:: Records for processing

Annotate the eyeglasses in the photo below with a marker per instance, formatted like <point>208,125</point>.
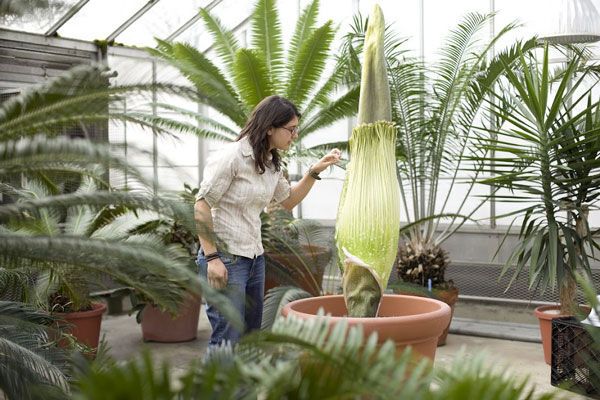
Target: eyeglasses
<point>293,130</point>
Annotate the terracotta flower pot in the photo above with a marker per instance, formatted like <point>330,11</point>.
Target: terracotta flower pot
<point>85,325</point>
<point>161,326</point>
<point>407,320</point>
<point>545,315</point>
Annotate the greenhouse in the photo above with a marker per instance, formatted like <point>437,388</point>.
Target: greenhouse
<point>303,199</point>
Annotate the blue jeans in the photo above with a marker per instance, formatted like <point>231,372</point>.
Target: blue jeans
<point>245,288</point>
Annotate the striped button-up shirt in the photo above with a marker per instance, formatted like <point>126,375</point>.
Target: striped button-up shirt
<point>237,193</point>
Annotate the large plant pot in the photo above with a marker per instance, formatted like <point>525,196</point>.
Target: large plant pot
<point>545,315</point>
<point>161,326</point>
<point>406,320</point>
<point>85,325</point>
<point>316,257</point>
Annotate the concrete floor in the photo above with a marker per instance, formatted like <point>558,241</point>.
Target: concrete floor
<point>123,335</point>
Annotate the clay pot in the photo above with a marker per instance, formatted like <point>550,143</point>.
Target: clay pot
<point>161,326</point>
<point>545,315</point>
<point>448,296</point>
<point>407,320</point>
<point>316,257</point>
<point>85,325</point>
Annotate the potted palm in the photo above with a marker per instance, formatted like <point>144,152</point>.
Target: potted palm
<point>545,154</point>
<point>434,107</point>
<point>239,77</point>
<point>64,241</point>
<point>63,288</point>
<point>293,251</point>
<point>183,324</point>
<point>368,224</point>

::::
:: Records for processing

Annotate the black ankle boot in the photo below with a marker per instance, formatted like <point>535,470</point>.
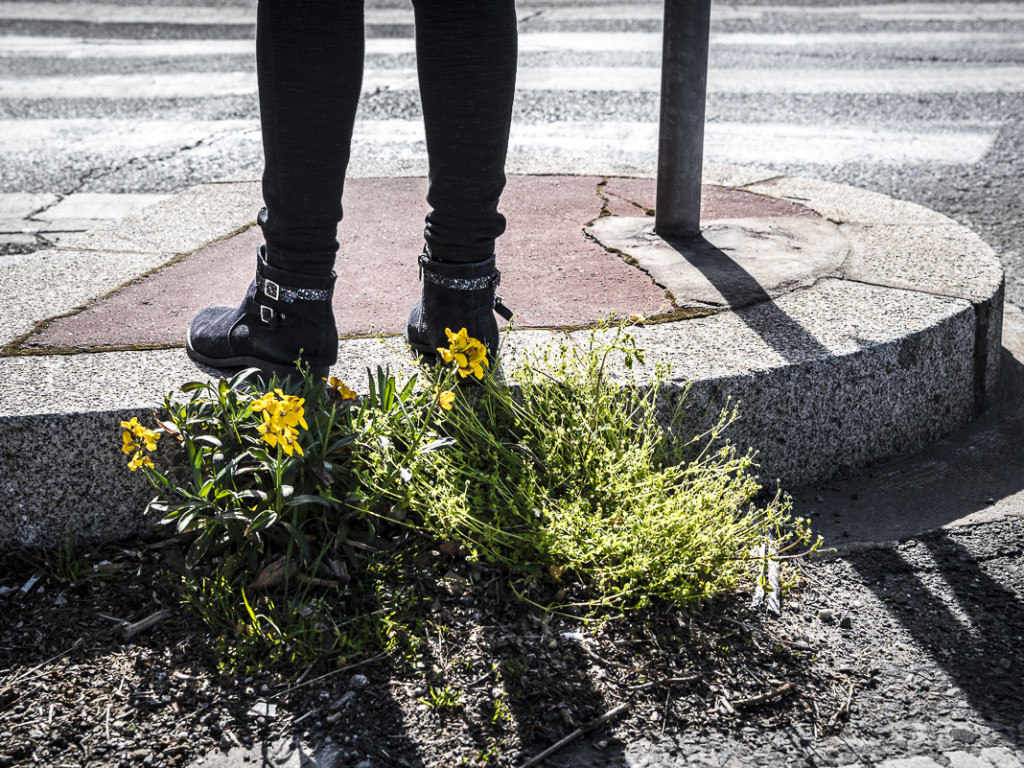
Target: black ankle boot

::::
:: Records for processing

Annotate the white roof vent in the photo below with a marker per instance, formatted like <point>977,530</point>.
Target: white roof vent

::::

What the task requires:
Rewrite the entries from the line with "Annotate the terracotta" through the line with "<point>368,224</point>", both included, keeping the request lines as they are. Scale each point coordinate in the answers by 1.75 and round to whole numbers, with halves going up, but leave the coordinates in the requests' format samples untouched.

Finished answer:
Annotate the terracotta flower pot in the photo above with a marker per instance, formatted like <point>330,11</point>.
Target: terracotta flower pot
<point>149,569</point>
<point>282,571</point>
<point>712,560</point>
<point>954,551</point>
Annotate the greenhouse in the photo above with a marker per instance, formatted like <point>437,388</point>.
Target: greenhouse
<point>530,348</point>
Annotate the blue jeans in the photo above with a marker per instance, formatted like <point>231,372</point>.
Target: blue jeans
<point>429,504</point>
Annotate the striped button-up shirt in the photo above with a marker per instance, formatted like <point>126,375</point>.
Target: striped button-up shirt
<point>415,338</point>
Annotate the large plant pot in the photo above with a marker per instance, formatted like <point>525,196</point>.
Target: large plant pot
<point>954,551</point>
<point>282,571</point>
<point>711,560</point>
<point>149,569</point>
<point>553,450</point>
Annotate the concrete floor in the photo above with a marker per instance, formatted like <point>558,241</point>.
Target: concrete floor
<point>215,586</point>
Annotate the clay pot in the photo above with a marker per instance, formatted like <point>550,143</point>.
Target: clay pot
<point>282,571</point>
<point>954,551</point>
<point>784,518</point>
<point>712,560</point>
<point>553,450</point>
<point>149,569</point>
Annotate the potted palm in the photo above with a marker per instance, formatted like <point>144,152</point>.
Target: potted palm
<point>954,270</point>
<point>760,187</point>
<point>418,135</point>
<point>112,422</point>
<point>110,504</point>
<point>513,439</point>
<point>320,567</point>
<point>644,392</point>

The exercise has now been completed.